Source data
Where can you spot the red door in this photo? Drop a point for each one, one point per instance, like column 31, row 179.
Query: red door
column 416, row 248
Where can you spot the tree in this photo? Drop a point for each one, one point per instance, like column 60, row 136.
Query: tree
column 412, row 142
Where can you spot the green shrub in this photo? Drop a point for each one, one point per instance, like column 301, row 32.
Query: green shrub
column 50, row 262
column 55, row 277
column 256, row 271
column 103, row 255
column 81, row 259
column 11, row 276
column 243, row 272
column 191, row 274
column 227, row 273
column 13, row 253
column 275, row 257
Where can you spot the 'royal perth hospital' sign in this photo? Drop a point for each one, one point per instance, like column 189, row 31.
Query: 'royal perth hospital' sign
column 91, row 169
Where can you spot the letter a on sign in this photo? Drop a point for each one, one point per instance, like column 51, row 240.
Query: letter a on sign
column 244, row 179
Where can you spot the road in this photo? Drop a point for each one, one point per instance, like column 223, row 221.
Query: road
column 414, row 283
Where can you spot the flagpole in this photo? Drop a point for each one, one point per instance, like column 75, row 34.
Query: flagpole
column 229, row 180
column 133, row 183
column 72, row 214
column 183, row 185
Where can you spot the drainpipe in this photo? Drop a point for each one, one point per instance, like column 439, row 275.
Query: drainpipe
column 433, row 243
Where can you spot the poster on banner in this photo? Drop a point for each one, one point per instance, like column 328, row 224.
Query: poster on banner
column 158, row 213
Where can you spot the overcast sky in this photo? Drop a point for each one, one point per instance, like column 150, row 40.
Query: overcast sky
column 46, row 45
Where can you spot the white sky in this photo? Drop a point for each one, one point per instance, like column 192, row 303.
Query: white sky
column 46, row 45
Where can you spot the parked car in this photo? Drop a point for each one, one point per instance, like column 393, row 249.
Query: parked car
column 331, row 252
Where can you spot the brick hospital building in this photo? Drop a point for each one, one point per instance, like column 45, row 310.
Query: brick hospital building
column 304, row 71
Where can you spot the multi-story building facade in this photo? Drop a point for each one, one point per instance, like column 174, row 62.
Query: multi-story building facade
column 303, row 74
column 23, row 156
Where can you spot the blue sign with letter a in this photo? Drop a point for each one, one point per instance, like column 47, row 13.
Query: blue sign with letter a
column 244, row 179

# Assignment:
Each line in the entries above, starting at the line with "Query: brick hospital building" and ending at the line with "Where can you spot the multi-story", is to be printed exactly, and only those lines.

# Written response:
Query: brick hospital building
column 304, row 71
Where can you spot the multi-story building facade in this photo? Drop a point for each one, one point per instance, like column 174, row 62.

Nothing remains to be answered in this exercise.